Return the listing below line for line, leaving every character unchanged.

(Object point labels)
-=-=-

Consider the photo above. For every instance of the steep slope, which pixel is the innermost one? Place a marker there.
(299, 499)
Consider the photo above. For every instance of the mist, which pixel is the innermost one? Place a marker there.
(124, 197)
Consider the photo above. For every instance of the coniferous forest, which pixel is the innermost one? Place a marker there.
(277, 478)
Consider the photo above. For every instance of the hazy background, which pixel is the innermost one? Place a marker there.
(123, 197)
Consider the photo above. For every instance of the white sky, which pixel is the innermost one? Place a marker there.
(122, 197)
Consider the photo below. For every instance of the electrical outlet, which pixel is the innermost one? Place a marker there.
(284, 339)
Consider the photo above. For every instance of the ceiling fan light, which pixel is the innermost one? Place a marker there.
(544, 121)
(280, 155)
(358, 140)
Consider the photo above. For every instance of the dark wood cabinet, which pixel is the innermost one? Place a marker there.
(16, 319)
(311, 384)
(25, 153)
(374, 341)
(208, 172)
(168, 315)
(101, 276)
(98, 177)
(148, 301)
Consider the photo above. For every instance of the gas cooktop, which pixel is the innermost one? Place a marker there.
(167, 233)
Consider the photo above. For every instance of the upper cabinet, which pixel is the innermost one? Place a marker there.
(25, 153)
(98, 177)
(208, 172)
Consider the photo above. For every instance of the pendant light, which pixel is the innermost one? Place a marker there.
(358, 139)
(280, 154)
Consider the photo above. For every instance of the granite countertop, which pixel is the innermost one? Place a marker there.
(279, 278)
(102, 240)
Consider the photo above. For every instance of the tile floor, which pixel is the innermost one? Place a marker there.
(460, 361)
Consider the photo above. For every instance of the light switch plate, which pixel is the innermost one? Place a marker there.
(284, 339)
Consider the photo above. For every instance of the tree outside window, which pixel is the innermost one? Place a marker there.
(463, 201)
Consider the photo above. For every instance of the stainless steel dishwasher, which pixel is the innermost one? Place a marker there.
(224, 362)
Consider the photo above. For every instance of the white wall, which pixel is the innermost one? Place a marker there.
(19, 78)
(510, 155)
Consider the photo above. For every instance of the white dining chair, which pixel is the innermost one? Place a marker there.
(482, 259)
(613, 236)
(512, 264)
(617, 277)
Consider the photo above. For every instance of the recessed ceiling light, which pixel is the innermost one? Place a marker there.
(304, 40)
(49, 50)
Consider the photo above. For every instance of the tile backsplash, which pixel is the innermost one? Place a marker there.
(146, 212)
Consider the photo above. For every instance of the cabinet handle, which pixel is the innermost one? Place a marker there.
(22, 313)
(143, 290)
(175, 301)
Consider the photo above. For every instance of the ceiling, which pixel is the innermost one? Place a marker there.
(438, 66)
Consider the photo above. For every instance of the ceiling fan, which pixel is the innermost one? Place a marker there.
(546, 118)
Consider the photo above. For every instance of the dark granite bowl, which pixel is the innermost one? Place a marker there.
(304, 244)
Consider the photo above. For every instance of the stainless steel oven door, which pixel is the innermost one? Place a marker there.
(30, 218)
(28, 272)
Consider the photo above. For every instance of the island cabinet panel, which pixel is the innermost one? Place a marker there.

-=-=-

* [SOLUTION BELOW]:
Consider the photo above. For every instance of the steep slope, which pixel is the innermost one? Place a marker there.
(299, 499)
Consider the photo above. For every instance of the mist, which pixel is the innermost one? Place a marker there.
(124, 197)
Consider the photo above. For every instance of the coniferous forest, which pixel is the innermost one? Place a marker there.
(277, 478)
Consider the photo above. For every instance of the hazy background, which pixel is the innermost one? Place a marker there.
(123, 197)
Consider the photo above. For every instance of the white sky, which pixel is the innermost one? Place a marker there.
(122, 197)
Consider the photo below. For every instance of the electrical outlet, which pixel is the innermost one? Place a marker there.
(284, 339)
Consider the photo above. For every instance of the ceiling fan light, which pixel is the innermost one? Place a marker there.
(544, 121)
(280, 155)
(358, 140)
Consider the photo above. For every instance of the dark wood cabinet, which pixel is the innermost one? Place a marker there.
(16, 319)
(311, 384)
(25, 153)
(374, 341)
(208, 172)
(168, 315)
(101, 276)
(98, 177)
(148, 301)
Consider the photo above. For every instance of the gas cooktop, which pixel is the innermost one? Place a marker there.
(167, 233)
Consider the photo above. For every instance of the upper cabinet, which pixel is the innermost one? Place a marker there.
(25, 153)
(98, 177)
(208, 172)
Consider the photo above. For every instance of the pendant light, which pixel is the innermost one? Place a marker there.
(358, 139)
(280, 154)
Consider the photo above. For every instance of the granite countertop, which pixel is the innermost one? Place a marker there.
(279, 278)
(102, 240)
Consider the photo above. For every instance of the tile floor, which pixel is the innermost one? Place a marker there.
(460, 361)
Consider the photo above. For every instance of the light switch plate, which pixel is the innermost one? Place a marker there.
(284, 339)
Consider the photo above. For every instance of the tree outside window, which pixel is the innermost one? Place a marker there.
(463, 201)
Consider the photo above. For every instance of the stainless steel dishwasher, which pixel is the innermost one? Place a marker there.
(224, 362)
Consider the photo above. For every instance of the white wall, which pixel is the innermost one? Place a marker there.
(19, 78)
(510, 155)
Consider the photo above. For every instance of the white dining chair, which pixel is the innermost one? Place a marker there.
(482, 259)
(613, 236)
(512, 264)
(617, 277)
Consider the photo above. For every instance of the recessed ceiling light, which pixel is the innermost one? Place a marker there.
(304, 40)
(49, 50)
Consider the photo above. For every instance of the tile backsplash, which pixel is the innermost one? Place a marker there.
(146, 212)
Consider the photo above. For every instance of the cabinet handle, which pixel is the innermost one? Place a marker there.
(22, 313)
(143, 290)
(175, 301)
Consider the photo above. For every instance of the ceiling, which pixel is the innermost one? Place a marker there.
(438, 66)
Consider the photo above. For every instance of the ceiling fan, which pixel is the innermost one? Place a marker there.
(546, 118)
Consider the photo above. For every instance of the dark granite bowl, which pixel is the innermost one? Place a marker there.
(304, 244)
Consider the photo above. For every instance of the stainless steel oven door, which pixel is the innermost one? Place a marker there.
(30, 218)
(28, 272)
Consider the photo above. For every instance of the island cabinet panel, which pixel is the innermost one? Place a marker there.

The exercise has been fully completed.